# [Text section]
# # # # # # #

Shelter in Ukraine’s capital takes in animals haunted by war

Jul 19, 2022, 6:46 PM | Updated: Jul 20, 2022, 7:04 am

A girl plays with a dog in a pet shelter in Kyiv, Ukraine, Tuesday, July 19, 2022. Shellshocked fam...

A girl plays with a dog in a pet shelter in Kyiv, Ukraine, Tuesday, July 19, 2022. Shellshocked family pets started roaming around Ukraine's capital with nowhere to go in the opening stages of Russia's war. Volunteers opened a shelter to take them in and try to find them new homes or at least some human companionship. (AP Photo/Efrem Lukatsky)

(AP Photo/Efrem Lukatsky)


              Volunteers bring a dog to a pet shelter in Kyiv, Ukraine, Tuesday, July 19, 2022. Shellshocked family pets started roaming around Ukraine's capital with nowhere to go in the opening stages of Russia's war. Volunteers opened a shelter to take them in and try to find them new homes or at least some human companionship. (AP Photo/Efrem Lukatsky)
            
              A volunteer plays with cats in a pet shelter in Kyiv, Ukraine, Tuesday, July 19, 2022. Shellshocked family pets started roaming around Ukraine's capital with nowhere to go in the opening stages of Russia's war. Volunteers opened a shelter to take them in and try to find them new homes or at least some human companionship. (AP Photo/Efrem Lukatsky)
            
              A girl plays with a dog in a pet shelter in Kyiv, Ukraine, Tuesday, July 19, 2022. Shellshocked family pets started roaming around Ukraine's capital with nowhere to go in the opening stages of Russia's war. Volunteers opened a shelter to take them in and try to find them new homes or at least some human companionship. (AP Photo/Efrem Lukatsky)

KYIV, Ukraine (AP) — Shell-shocked family pets started roaming around Ukraine’s capital with nowhere to go in the opening stages of Russia’s war.

Volunteers opened a shelter to take them in and try to find them new homes or at least some human companionship. Every day, Kyiv residents come to visit cats and dogs evacuated from cities on the frontlines or left without owners because of the nearly five-month war.

Hrystyna Sairova and her 12-year-old daughter Anna walk rescued dogs three to four times a week. Many of them arrived at the temporary shelter with lost paws or other serious injuries, Sairova said.

“They don’t deserve this, nor do humans. They are members of our families,” she said.

The shelter occupies a small building that was once an exhibition space to showcase the achievements of the Soviet Union. Wooden kennels and leashes fill a corridor, and a playroom is furnished with bowls and toys inside the safe haven for animals that would not exist if Russia had not invaded Ukraine on Feb. 24.

“We could not ignore the fact that due to active hostilities, animals began to appear on the city streets,” said shelter coordinator Natalia Mazur, who also manages the Kyiv City Hospital of Veterinary Medicine.

The shelter opened on May 31, around the time Russian troops withdrew from the Kyiv region to concentrate attacks on eastern Ukraine. More than 195 animals have come through the doors, including 160 that either were reunited with their owners or found new homes, Mazur said.

# # # # # # #

# [Supplied information]
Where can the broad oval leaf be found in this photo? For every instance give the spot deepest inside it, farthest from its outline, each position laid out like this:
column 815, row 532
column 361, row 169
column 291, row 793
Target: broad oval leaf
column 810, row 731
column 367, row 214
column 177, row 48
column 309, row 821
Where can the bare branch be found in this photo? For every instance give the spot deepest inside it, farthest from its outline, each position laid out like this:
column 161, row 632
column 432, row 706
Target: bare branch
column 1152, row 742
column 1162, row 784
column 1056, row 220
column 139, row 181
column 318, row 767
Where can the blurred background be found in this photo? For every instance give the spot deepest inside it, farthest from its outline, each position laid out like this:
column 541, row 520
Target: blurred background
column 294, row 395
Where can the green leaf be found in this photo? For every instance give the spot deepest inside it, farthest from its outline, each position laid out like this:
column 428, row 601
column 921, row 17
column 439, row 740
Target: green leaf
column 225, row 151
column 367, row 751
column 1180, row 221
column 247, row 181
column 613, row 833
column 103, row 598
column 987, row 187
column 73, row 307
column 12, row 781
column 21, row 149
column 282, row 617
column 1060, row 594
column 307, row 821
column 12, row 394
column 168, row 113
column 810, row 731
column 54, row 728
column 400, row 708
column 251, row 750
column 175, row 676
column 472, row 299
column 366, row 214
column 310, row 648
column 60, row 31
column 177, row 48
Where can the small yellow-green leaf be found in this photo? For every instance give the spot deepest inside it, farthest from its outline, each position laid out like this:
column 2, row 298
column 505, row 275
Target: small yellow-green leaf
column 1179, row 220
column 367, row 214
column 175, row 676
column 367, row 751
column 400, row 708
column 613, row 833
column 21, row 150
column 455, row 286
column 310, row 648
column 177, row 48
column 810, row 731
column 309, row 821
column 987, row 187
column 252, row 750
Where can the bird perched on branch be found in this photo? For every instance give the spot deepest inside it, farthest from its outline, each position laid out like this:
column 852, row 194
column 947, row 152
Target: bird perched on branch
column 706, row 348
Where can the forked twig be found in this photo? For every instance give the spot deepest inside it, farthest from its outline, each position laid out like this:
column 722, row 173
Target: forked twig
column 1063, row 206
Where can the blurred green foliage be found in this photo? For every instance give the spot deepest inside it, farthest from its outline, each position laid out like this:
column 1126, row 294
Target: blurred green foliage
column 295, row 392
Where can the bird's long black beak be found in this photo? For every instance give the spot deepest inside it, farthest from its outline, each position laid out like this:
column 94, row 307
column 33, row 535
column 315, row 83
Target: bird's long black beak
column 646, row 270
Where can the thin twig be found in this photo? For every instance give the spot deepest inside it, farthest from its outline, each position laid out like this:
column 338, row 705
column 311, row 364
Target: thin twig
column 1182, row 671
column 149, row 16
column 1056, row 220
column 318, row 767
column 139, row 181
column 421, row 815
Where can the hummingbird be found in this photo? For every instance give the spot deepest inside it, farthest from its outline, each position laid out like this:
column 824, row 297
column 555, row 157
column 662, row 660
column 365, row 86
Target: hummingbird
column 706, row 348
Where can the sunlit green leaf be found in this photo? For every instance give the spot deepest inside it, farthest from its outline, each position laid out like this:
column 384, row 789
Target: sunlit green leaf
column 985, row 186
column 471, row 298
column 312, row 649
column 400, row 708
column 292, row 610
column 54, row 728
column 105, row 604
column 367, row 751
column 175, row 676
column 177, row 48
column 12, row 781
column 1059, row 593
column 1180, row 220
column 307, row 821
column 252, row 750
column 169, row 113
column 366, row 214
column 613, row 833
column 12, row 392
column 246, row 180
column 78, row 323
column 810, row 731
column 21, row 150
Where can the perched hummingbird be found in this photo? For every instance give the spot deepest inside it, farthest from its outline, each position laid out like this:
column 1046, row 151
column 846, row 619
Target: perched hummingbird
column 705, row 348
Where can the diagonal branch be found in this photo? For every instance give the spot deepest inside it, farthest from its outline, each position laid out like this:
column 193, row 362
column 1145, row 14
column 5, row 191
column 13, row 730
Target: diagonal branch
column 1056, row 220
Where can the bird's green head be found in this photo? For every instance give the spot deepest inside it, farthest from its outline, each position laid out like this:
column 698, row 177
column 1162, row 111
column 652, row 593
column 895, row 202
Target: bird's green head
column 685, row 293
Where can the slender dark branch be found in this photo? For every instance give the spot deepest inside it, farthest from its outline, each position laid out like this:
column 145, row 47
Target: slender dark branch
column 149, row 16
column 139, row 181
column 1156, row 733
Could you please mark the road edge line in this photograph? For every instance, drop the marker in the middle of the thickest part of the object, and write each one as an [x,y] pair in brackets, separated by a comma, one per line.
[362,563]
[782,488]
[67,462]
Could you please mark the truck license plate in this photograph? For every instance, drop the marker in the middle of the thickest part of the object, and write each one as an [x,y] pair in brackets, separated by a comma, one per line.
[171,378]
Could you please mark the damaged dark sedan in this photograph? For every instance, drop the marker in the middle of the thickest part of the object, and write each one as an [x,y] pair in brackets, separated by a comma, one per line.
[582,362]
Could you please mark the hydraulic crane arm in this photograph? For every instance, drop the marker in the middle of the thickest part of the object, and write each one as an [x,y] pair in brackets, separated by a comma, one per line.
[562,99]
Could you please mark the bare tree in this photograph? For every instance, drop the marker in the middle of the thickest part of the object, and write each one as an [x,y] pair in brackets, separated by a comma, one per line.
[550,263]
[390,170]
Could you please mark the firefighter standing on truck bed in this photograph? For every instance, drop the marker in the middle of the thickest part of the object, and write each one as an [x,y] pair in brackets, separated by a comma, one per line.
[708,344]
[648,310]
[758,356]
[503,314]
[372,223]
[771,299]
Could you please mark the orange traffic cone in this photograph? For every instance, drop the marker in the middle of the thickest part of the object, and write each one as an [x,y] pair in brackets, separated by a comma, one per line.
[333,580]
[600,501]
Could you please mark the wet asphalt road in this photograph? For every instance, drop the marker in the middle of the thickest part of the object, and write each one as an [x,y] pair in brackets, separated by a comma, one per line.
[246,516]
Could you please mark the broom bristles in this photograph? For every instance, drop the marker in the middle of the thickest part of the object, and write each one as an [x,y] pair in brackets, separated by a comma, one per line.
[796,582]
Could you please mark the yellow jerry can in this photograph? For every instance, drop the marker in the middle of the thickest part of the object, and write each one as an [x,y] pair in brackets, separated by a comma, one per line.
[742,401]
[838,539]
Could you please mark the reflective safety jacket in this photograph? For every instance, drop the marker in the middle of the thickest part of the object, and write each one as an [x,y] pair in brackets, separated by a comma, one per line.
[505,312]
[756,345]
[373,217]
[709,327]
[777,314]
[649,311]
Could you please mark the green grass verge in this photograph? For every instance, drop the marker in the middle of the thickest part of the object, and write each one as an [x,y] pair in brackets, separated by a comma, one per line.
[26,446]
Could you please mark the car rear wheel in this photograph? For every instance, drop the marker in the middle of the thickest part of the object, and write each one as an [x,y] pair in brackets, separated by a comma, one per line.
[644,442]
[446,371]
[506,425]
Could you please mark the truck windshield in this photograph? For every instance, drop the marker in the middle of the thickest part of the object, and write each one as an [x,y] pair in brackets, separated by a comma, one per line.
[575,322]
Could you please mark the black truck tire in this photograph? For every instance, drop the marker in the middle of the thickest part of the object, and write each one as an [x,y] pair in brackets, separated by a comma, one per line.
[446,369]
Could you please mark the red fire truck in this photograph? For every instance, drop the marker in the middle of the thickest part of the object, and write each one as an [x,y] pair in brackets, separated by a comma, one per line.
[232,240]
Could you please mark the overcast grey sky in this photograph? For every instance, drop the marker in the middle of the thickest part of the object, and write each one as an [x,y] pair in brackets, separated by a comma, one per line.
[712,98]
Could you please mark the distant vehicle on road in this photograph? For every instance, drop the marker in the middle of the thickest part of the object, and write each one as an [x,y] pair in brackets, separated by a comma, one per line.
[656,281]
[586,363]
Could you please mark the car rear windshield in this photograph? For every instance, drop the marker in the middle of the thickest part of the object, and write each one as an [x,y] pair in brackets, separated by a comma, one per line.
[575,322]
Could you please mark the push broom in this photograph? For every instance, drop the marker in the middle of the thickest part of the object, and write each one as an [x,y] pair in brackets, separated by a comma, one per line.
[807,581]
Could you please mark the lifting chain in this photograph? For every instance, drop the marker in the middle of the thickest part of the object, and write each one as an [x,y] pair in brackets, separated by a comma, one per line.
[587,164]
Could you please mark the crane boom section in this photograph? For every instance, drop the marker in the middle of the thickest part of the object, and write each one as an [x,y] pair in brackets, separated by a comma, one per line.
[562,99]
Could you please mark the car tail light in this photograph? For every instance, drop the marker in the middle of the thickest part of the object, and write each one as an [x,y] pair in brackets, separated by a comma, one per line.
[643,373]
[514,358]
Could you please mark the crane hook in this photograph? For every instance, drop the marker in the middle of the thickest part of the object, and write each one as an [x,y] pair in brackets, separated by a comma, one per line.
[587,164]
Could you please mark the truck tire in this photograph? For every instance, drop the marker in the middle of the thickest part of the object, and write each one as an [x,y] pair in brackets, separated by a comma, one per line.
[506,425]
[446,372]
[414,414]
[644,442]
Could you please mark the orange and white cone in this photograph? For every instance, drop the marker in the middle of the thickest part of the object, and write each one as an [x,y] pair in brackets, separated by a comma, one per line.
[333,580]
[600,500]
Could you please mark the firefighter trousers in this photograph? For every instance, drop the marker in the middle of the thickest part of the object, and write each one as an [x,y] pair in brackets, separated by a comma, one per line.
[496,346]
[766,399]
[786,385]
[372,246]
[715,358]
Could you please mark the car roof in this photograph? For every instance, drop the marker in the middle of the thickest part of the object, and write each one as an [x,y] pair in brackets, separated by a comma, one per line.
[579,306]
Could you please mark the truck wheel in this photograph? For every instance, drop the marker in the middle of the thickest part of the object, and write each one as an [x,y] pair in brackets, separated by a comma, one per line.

# # # # # # #

# [Problem]
Please reproduce the passage of the Kyiv pet shelter article starting with "KYIV, Ukraine (AP)" and going on through "nearly five-month war.", copying it word for word.

# [Solution to this problem]
KYIV, Ukraine (AP) — Shell-shocked family pets started roaming around Ukraine’s capital with nowhere to go in the opening stages of Russia’s war.

Volunteers opened a shelter to take them in and try to find them new homes or at least some human companionship. Every day, Kyiv residents come to visit cats and dogs evacuated from cities on the frontlines or left without owners because of the nearly five-month war.